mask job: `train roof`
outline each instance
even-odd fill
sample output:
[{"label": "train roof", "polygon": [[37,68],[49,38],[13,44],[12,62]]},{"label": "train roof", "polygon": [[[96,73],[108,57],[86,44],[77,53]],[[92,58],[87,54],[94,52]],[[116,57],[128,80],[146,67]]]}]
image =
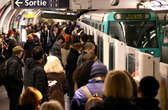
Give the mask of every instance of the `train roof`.
[{"label": "train roof", "polygon": [[83,14],[81,17],[82,18],[87,18],[87,19],[94,19],[97,21],[103,21],[107,16],[112,13],[112,12],[152,12],[150,9],[111,9],[111,10],[94,10],[94,11],[89,11],[85,14]]}]

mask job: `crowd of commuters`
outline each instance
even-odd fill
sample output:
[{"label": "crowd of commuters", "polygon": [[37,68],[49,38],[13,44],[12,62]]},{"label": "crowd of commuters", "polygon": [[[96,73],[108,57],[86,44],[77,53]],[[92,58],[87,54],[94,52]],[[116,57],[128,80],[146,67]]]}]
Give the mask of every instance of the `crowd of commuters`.
[{"label": "crowd of commuters", "polygon": [[[158,81],[146,76],[137,86],[129,72],[108,70],[96,56],[93,39],[74,21],[0,35],[10,110],[64,110],[66,93],[70,110],[160,110]],[[95,93],[103,101],[89,107],[86,102]]]}]

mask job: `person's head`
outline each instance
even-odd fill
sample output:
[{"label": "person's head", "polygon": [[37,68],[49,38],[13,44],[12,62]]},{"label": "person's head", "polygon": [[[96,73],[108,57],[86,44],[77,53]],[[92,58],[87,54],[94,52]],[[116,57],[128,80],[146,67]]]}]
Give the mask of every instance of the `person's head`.
[{"label": "person's head", "polygon": [[123,71],[109,71],[104,81],[103,95],[112,98],[131,98],[132,89],[131,81]]},{"label": "person's head", "polygon": [[42,98],[43,96],[39,90],[27,87],[20,97],[19,105],[32,105],[34,110],[38,110]]},{"label": "person's head", "polygon": [[12,52],[14,56],[18,56],[19,58],[22,58],[23,48],[21,46],[15,46],[12,49]]},{"label": "person's head", "polygon": [[82,56],[82,62],[85,62],[87,60],[94,60],[94,61],[96,61],[97,60],[97,56],[95,55],[94,52],[90,52],[90,53],[84,54]]},{"label": "person's head", "polygon": [[91,67],[94,60],[88,60],[78,66],[73,72],[73,81],[76,83],[75,90],[88,83],[90,77]]},{"label": "person's head", "polygon": [[65,39],[62,35],[59,35],[58,38],[57,38],[57,41],[60,43],[60,44],[63,44],[65,42]]},{"label": "person's head", "polygon": [[132,86],[133,86],[133,97],[136,98],[137,97],[137,84],[136,81],[133,79],[133,77],[131,76],[131,73],[129,73],[128,71],[124,71],[126,73],[126,75],[128,75],[128,77],[131,80]]},{"label": "person's head", "polygon": [[159,82],[153,76],[146,76],[140,80],[139,89],[142,97],[155,97],[158,93]]},{"label": "person's head", "polygon": [[10,37],[14,37],[14,31],[13,30],[9,30],[9,32],[8,32],[8,35],[10,36]]},{"label": "person's head", "polygon": [[36,46],[32,50],[32,56],[34,60],[43,60],[44,51],[43,48],[40,46]]},{"label": "person's head", "polygon": [[87,42],[84,45],[84,51],[86,53],[94,52],[95,51],[95,45],[93,43],[91,43],[91,42]]},{"label": "person's head", "polygon": [[28,38],[28,40],[33,40],[33,35],[29,34],[29,35],[27,35],[27,38]]},{"label": "person's head", "polygon": [[64,110],[60,102],[56,100],[51,100],[49,102],[44,102],[40,110]]},{"label": "person's head", "polygon": [[82,51],[83,45],[80,42],[77,42],[77,43],[72,44],[71,48],[76,49],[78,51]]},{"label": "person's head", "polygon": [[93,63],[91,67],[90,77],[105,77],[107,74],[107,67],[100,61]]},{"label": "person's head", "polygon": [[48,56],[47,63],[44,66],[45,72],[57,72],[62,73],[64,69],[60,60],[56,56]]}]

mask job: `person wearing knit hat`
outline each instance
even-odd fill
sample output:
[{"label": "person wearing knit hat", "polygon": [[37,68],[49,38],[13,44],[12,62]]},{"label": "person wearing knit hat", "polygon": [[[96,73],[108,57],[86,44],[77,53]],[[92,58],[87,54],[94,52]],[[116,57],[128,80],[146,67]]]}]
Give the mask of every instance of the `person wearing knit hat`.
[{"label": "person wearing knit hat", "polygon": [[12,51],[13,51],[13,54],[14,54],[14,55],[17,55],[17,54],[23,52],[23,48],[22,48],[21,46],[15,46],[15,47],[12,49]]},{"label": "person wearing knit hat", "polygon": [[104,78],[107,74],[106,66],[100,61],[95,61],[91,66],[90,79],[88,83],[75,91],[71,100],[70,110],[85,110],[85,104],[90,95],[102,96]]},{"label": "person wearing knit hat", "polygon": [[107,67],[100,61],[96,61],[91,67],[90,77],[104,77],[107,74]]},{"label": "person wearing knit hat", "polygon": [[7,60],[7,77],[5,80],[5,88],[9,98],[10,110],[16,110],[19,103],[20,94],[23,88],[23,74],[22,74],[22,55],[23,48],[15,46],[12,49],[13,55]]}]

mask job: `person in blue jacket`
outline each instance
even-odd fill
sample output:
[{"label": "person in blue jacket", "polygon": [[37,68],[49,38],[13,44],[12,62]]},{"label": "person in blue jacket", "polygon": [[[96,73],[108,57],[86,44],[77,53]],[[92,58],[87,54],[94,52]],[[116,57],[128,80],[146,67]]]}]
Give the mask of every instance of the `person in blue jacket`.
[{"label": "person in blue jacket", "polygon": [[[107,67],[100,61],[96,61],[91,66],[90,79],[85,87],[88,88],[90,93],[93,95],[95,93],[98,96],[102,95],[102,90],[104,87],[104,78],[107,74]],[[80,87],[75,91],[75,94],[71,100],[70,110],[85,110],[85,103],[88,99],[83,87]]]}]

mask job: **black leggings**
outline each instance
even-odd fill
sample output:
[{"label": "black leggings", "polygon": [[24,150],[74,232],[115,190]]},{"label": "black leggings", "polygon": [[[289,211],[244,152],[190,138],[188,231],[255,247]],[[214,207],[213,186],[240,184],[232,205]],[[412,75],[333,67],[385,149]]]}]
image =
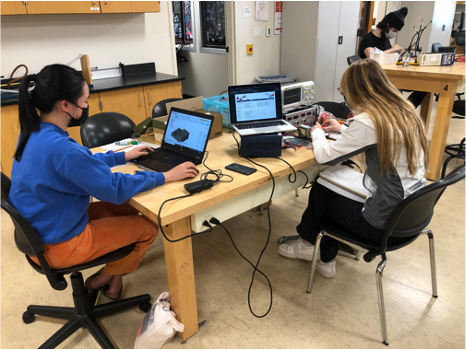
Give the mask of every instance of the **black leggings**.
[{"label": "black leggings", "polygon": [[[324,216],[327,216],[354,233],[355,236],[379,244],[383,237],[383,230],[375,228],[363,218],[363,207],[363,203],[340,196],[314,182],[309,194],[308,207],[296,230],[301,238],[315,244],[317,236],[321,231],[319,221]],[[335,259],[337,254],[338,242],[331,237],[324,236],[320,243],[322,262],[329,262]]]}]

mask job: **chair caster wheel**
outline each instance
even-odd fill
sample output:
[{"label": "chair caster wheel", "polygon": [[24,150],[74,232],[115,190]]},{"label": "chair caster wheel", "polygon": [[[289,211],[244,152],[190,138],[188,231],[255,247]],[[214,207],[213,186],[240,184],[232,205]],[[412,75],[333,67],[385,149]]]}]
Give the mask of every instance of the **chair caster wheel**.
[{"label": "chair caster wheel", "polygon": [[36,316],[34,314],[30,314],[27,311],[23,313],[23,322],[26,324],[34,322],[35,318]]},{"label": "chair caster wheel", "polygon": [[282,238],[280,238],[280,239],[278,240],[277,243],[278,243],[278,244],[283,244],[283,243],[285,243],[286,241],[287,241],[286,236],[283,236]]},{"label": "chair caster wheel", "polygon": [[141,310],[142,312],[145,312],[146,314],[150,311],[151,308],[152,308],[151,303],[145,303],[145,304],[139,305],[139,310]]}]

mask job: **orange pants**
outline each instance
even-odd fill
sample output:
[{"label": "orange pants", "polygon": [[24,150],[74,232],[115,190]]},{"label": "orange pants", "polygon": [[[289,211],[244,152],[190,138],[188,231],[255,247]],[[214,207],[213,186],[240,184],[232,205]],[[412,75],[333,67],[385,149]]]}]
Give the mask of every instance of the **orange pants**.
[{"label": "orange pants", "polygon": [[[62,243],[44,245],[44,257],[50,267],[59,269],[83,264],[136,243],[131,254],[108,263],[104,272],[122,275],[136,271],[155,241],[158,227],[126,203],[91,203],[88,214],[89,223],[81,234]],[[33,260],[38,263],[35,257]]]}]

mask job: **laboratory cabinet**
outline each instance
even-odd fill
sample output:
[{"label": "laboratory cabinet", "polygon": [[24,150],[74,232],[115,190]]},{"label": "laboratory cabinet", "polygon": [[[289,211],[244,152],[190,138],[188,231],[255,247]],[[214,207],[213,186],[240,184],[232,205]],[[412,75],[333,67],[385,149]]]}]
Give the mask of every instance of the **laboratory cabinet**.
[{"label": "laboratory cabinet", "polygon": [[[88,101],[89,118],[101,112],[118,112],[139,124],[152,116],[157,102],[177,97],[183,97],[181,81],[94,92]],[[67,129],[70,137],[82,145],[80,131],[80,127]],[[0,106],[0,164],[7,176],[11,176],[19,132],[18,105]]]},{"label": "laboratory cabinet", "polygon": [[160,1],[0,1],[0,15],[160,12]]}]

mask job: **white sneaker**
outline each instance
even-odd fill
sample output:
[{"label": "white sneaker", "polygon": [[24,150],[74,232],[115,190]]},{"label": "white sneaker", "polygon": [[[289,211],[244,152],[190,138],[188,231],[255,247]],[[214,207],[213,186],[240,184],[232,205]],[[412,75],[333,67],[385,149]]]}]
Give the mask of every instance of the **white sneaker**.
[{"label": "white sneaker", "polygon": [[[309,261],[309,264],[312,264],[312,262]],[[333,278],[335,277],[336,266],[337,266],[337,262],[335,260],[332,260],[328,263],[324,263],[322,262],[322,260],[319,259],[317,260],[316,271],[322,277]]]},{"label": "white sneaker", "polygon": [[292,244],[281,244],[278,246],[278,254],[291,259],[303,259],[312,261],[314,258],[314,246],[307,246],[300,237]]}]

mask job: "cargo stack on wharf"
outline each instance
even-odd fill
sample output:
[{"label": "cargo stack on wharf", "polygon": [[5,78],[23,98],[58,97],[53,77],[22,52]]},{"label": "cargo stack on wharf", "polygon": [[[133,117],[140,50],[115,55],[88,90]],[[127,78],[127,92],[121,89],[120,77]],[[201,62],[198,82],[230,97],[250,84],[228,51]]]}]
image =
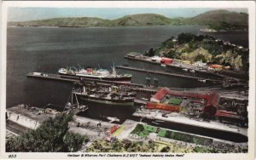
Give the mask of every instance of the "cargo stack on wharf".
[{"label": "cargo stack on wharf", "polygon": [[[85,70],[67,67],[61,68],[58,74],[29,73],[28,77],[73,83],[70,97],[63,111],[55,111],[49,106],[38,108],[20,105],[9,108],[6,119],[9,130],[11,126],[18,125],[20,129],[36,129],[48,118],[73,114],[68,123],[69,131],[89,136],[90,144],[102,140],[154,141],[166,146],[213,147],[219,152],[247,151],[248,100],[244,81],[199,66],[175,65],[170,59],[130,54],[125,58],[176,69],[166,71],[117,66],[112,72],[90,67]],[[214,87],[166,88],[159,86],[156,77],[153,78],[153,84],[151,77],[145,77],[145,84],[133,83],[131,74],[117,74],[115,69],[199,81]],[[125,120],[115,116],[87,117],[95,104],[101,107],[108,105],[119,111],[134,110]],[[11,132],[20,134],[15,129]],[[87,144],[83,151],[90,151],[90,147]]]}]

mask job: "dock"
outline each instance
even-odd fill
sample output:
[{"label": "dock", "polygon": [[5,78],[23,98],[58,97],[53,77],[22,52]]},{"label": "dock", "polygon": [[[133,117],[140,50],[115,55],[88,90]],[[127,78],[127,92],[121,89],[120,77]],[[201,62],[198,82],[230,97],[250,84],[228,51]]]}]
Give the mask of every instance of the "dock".
[{"label": "dock", "polygon": [[62,76],[62,75],[52,74],[52,73],[44,73],[44,72],[31,72],[28,73],[26,77],[57,80],[57,81],[65,81],[65,82],[71,82],[71,83],[81,82],[79,77],[75,77],[72,76]]},{"label": "dock", "polygon": [[[135,71],[141,71],[141,72],[147,72],[147,73],[152,73],[152,74],[159,74],[159,75],[164,75],[164,76],[171,76],[171,77],[191,79],[191,80],[195,80],[195,81],[200,81],[201,79],[201,78],[199,78],[196,77],[188,76],[188,75],[183,75],[183,74],[152,71],[152,70],[148,70],[148,69],[147,70],[146,69],[139,69],[139,68],[134,68],[134,67],[130,67],[130,66],[117,66],[116,68],[123,69],[123,70]],[[222,82],[221,80],[206,79],[206,78],[204,78],[203,80],[205,80],[206,82],[211,82],[211,83],[221,83]]]}]

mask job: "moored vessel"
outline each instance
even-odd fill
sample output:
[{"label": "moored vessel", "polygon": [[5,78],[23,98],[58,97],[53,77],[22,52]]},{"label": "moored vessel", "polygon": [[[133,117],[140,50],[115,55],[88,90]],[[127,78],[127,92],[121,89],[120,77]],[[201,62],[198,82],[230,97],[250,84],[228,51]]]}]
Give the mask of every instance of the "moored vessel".
[{"label": "moored vessel", "polygon": [[124,83],[131,83],[132,75],[131,74],[117,74],[115,67],[112,67],[112,72],[106,69],[92,69],[87,67],[86,69],[72,69],[72,68],[61,68],[58,72],[61,75],[68,75],[73,77],[87,77],[92,79],[101,79],[108,81],[118,81]]}]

---

[Aim]: Copy the data without changes, from the line with "mask job: **orange pants**" to the line with "Give the mask of every instance of the **orange", both of those lines included.

[The result]:
mask job: **orange pants**
outline each instance
even-odd fill
sample output:
[{"label": "orange pants", "polygon": [[24,150],[74,232],[115,190]]},{"label": "orange pants", "polygon": [[[289,211],[244,152],[190,138],[188,231],[255,247]],[[214,207],[213,186],[240,184],[232,205]],[[412,75],[333,67],[385,149]]]}]
Give the mask of every instance of the **orange pants**.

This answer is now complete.